■ Try it ■
The required output is the exact run of lines below that opens at the line with "green plant stalk." and closes at the line with "Target: green bract".

START Information given

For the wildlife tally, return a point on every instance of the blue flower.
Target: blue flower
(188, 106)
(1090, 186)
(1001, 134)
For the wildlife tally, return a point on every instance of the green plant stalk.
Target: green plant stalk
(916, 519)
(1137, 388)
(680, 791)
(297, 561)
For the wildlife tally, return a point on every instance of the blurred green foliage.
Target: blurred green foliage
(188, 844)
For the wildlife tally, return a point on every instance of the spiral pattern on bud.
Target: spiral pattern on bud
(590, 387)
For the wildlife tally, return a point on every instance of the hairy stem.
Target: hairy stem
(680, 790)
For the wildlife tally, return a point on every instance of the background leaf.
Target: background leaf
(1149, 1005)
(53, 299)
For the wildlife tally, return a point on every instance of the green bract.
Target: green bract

END Information given
START Information given

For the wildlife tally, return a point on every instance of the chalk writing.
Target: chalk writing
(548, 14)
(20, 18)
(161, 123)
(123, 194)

END Information given

■ Response area ■
For the wildlife tally, return a point on every instance of the green plant stalk.
Target: green plant stalk
(916, 519)
(1137, 388)
(680, 791)
(297, 561)
For the wildlife tally, return a point on every instance of the blurred green foliage.
Target: blurred green foliage
(188, 844)
For the wildlife tally, return a point on every instance of the spiral pattern on bud.
Target: spiral pattern on bud
(590, 387)
For the wildlife tally, return a point on every instance of the hairy stem.
Target: hairy stem
(680, 790)
For the wildlife tally, return a point on every instance of the background leaf.
Target: background leaf
(1149, 1005)
(53, 299)
For the wildlife tally, return a point on every instance of the green bract.
Target: green bract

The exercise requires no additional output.